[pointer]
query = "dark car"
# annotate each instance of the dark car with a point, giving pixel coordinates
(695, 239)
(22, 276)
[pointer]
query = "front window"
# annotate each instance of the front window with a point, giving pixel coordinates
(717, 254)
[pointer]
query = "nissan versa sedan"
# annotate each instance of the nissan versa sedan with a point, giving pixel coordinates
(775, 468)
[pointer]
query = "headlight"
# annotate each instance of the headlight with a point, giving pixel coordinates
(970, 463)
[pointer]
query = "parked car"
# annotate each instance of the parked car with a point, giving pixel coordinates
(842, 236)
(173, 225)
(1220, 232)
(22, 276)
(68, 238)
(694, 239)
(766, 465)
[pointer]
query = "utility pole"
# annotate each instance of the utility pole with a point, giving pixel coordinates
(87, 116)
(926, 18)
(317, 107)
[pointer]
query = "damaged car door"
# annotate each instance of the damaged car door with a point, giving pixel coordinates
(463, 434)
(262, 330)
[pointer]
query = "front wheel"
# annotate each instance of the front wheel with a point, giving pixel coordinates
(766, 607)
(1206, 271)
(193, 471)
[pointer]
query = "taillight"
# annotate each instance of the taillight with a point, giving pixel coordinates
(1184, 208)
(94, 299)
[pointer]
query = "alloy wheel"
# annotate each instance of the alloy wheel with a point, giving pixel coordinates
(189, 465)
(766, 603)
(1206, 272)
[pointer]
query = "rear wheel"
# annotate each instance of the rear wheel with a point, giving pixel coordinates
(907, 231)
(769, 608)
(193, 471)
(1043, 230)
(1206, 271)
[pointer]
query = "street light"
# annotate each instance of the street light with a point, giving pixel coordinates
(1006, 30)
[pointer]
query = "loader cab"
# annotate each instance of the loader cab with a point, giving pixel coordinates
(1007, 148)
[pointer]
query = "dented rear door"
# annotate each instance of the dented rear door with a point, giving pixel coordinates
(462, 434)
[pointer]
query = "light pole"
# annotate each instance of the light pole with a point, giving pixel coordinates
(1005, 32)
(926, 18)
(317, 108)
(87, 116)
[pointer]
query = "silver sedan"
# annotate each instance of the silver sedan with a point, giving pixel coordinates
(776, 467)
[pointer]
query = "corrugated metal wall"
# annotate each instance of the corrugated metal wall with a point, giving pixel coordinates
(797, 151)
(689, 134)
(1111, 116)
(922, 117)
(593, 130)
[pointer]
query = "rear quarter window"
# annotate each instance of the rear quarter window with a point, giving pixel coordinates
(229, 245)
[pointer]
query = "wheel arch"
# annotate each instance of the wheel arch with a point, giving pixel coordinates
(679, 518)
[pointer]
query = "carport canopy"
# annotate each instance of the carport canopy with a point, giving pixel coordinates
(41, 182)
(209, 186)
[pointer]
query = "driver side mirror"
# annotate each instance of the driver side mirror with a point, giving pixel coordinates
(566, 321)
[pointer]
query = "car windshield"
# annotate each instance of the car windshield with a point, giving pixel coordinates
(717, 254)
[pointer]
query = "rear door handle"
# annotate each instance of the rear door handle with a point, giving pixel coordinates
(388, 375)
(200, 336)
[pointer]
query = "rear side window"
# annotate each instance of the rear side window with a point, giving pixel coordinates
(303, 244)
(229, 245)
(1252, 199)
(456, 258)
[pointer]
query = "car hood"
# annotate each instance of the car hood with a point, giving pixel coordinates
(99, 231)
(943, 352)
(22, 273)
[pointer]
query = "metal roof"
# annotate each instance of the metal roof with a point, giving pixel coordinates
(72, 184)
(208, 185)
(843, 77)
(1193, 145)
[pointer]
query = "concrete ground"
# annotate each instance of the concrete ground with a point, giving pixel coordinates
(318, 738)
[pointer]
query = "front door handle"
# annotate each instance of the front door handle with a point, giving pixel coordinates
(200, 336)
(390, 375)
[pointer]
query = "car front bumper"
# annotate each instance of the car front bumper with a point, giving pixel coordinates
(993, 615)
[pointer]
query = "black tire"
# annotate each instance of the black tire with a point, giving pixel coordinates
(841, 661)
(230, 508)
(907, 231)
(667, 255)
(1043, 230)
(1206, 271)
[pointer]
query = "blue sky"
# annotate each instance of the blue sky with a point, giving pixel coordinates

* [ASSIGNMENT] Using the material above, please reproduce each line exactly.

* [RESULT FOR THIS EXERCISE]
[pointer]
query = "dark car"
# annotate each instance of the dark car with a point, giving pixel coordinates
(695, 239)
(22, 276)
[pointer]
query = "front window"
# annotate each instance of the front window with a point, giving pixel coordinates
(717, 254)
[pointer]
query = "nissan versa sedan"
# annotate each instance of the nissan versa sedan with a point, giving pixel coordinates
(775, 468)
[pointer]
query = "headlight"
# annotate each instance of the headlight with a point, giving pixel coordinates
(970, 463)
[pointer]
query = "parked car"
# annotate each instance of the parked car with a point, giving pixel coordinates
(842, 236)
(173, 225)
(1220, 232)
(22, 276)
(68, 238)
(694, 239)
(766, 465)
[pointer]
query = "utility pole"
# annotate each instance of the utility pole with a point, giving pixel coordinates
(87, 116)
(926, 18)
(317, 107)
[pointer]
query = "damaged car door"
# annotate each instance of the damaged car door with a point, giving pixel coordinates
(463, 434)
(262, 330)
[pointer]
query = "front wheel"
# annotate each instance of the front wheel with a point, giving pixel coordinates
(766, 607)
(1206, 271)
(193, 471)
[pointer]
query = "taillight"
# annotate each instance of the taillight with a point, giving pixel coordinates
(1184, 208)
(94, 299)
[pointer]
query = "alloy wheel"
# annotate each instance of the alloy wheel with a point, giving pixel coordinates
(189, 465)
(766, 603)
(1206, 272)
[pointer]
query = "rear wheel"
# annotate each instance of the rear wheel with a point, giving pixel coordinates
(907, 231)
(769, 608)
(193, 471)
(1043, 230)
(1206, 271)
[pointer]
query = "street light"
# annotate each instance of the street light with a point, giving pixel coordinates
(1006, 30)
[pointer]
query = "loader cab"
# annotate each instance of the loader cab with a point, giving pixel coordinates
(1007, 148)
[pointer]
query = "dented rear door"
# annotate each instance of the dented rear door with a point, giving pixel coordinates
(462, 434)
[pointer]
query = "light pole"
# annotate each instance of the light pole with a point, giving pixel coordinates
(1005, 32)
(926, 18)
(317, 108)
(87, 116)
[pointer]
query = "silver sedan"
# annotate each instance of the silver sedan with a point, giving pixel coordinates
(776, 467)
[pointer]
query = "corrugated metal wall"
# annotate each instance of the corrugated metal wall with a point, giving pixel coordinates
(797, 151)
(689, 134)
(1111, 116)
(922, 117)
(593, 130)
[pointer]
query = "rear quarter window"
# annotate each instance of the rear quarter window with a point, giving pixel coordinates
(229, 245)
[pointer]
query = "wheel arch"
# annotate each instance of the wheel arch with a point, giving pixel coordinates
(679, 518)
[pointer]
query = "carport canopy"
# annotate each instance of the carport canopy with a point, giving pixel coordinates
(41, 182)
(209, 186)
[pointer]
query = "driver side mirror"
# annotate each instance of the driver side mirror with a point, giving pixel coordinates
(566, 321)
[pointer]
query = "car windshield"
# annotate each instance of the car windshield with a point, giving pixel coordinates
(717, 254)
[pointer]
query = "rear door handle"
# annotate each instance of the rear door handle with a point, giving pixel coordinates
(388, 375)
(200, 336)
[pointer]
query = "rear side window"
# annotate each instance of the rear side window with a point, giving pixel coordinates
(303, 244)
(229, 245)
(1252, 199)
(456, 258)
[pointer]
query = "car hood"
# annotate each instance of the car hood with a point, giving pixel coordinates
(99, 231)
(943, 352)
(22, 273)
[pointer]
query = "metal roof"
# annotate each instance of the metal roof with a point, giving pixel coordinates
(72, 184)
(208, 185)
(843, 77)
(1193, 145)
[pointer]
query = "concrete ground"
# annotate each instance of the concrete ground with a point, giving pixel coordinates
(318, 738)
[pointer]
query = "front door handle"
# annotate each instance of the front door handle with a point, giving pixel coordinates
(200, 336)
(390, 375)
[pointer]
query = "car front bumper"
# annotate each instance of the car front bumper with a point, giving pixel coordinates
(993, 615)
[pointer]
query = "black tire"
# annotate each instance of the black tire with a point, giving pixel coordinates
(841, 661)
(230, 508)
(907, 231)
(667, 255)
(1043, 230)
(1206, 271)
[pointer]
query = "blue sky"
# annotate each instance of the blue sky with a point, giving pixel coordinates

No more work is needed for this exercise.